Supplied records:
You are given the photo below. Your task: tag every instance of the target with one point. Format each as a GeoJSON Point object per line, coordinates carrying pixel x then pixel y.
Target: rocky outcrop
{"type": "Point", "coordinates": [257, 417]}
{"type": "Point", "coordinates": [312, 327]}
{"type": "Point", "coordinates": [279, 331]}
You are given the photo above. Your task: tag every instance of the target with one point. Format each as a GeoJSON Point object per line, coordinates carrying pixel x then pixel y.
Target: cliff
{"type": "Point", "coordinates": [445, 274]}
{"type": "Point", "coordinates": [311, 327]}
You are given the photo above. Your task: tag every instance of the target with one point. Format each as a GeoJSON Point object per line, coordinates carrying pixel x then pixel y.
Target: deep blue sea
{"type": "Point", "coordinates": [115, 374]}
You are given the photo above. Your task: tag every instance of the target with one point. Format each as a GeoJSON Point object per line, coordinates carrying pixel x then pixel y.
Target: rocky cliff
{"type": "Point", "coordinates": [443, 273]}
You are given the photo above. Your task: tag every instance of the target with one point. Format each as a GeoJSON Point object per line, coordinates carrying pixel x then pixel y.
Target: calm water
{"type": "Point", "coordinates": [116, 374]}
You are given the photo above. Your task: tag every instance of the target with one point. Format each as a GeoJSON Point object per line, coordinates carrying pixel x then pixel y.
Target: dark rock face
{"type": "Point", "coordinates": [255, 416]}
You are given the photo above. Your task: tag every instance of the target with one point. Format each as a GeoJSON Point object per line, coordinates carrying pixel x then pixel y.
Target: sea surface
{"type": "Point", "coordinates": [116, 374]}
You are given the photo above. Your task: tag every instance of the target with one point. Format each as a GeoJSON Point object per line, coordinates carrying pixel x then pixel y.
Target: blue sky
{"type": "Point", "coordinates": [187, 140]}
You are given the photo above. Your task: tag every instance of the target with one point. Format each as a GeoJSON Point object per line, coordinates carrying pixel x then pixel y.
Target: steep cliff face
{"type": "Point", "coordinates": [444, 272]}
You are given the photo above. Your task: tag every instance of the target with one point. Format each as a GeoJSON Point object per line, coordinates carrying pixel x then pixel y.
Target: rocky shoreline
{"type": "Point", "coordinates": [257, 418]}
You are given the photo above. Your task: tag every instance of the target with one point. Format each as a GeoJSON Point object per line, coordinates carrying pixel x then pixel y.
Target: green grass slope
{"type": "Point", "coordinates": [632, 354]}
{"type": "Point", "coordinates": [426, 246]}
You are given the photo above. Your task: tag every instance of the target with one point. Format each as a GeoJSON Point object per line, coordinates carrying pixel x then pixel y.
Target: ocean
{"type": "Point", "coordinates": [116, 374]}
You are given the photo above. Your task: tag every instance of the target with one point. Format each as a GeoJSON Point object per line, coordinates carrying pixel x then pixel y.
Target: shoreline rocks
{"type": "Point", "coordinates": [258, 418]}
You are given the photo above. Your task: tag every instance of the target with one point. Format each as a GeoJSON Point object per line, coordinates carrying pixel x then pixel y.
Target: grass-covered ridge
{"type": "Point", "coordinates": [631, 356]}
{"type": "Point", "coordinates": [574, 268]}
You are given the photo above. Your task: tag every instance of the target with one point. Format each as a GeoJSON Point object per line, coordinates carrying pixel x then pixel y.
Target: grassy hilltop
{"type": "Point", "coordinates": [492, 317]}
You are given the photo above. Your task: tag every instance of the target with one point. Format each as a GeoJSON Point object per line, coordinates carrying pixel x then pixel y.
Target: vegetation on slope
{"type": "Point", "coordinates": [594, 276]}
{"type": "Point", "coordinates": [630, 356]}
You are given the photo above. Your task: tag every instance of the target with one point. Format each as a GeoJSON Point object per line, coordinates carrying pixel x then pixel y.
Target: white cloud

What the task requires: Find the line with "Target: grassy hilltop" in the data above. Restate it and all later lines word for word, ending with the last line.

Written response:
Target: grassy hilltop
{"type": "Point", "coordinates": [492, 317]}
You are given the photo above. Your task: tag every instance of the target with one point. Format each as a GeoJSON Point object per line, coordinates carrying pixel x then pixel y.
Target: vegetation on slope
{"type": "Point", "coordinates": [594, 276]}
{"type": "Point", "coordinates": [630, 356]}
You are given the photo above. Your task: tag every instance of the target with one point. Format each as a GeoJSON Point object per line, coordinates carrying pixel x then pixel y.
Target: white cloud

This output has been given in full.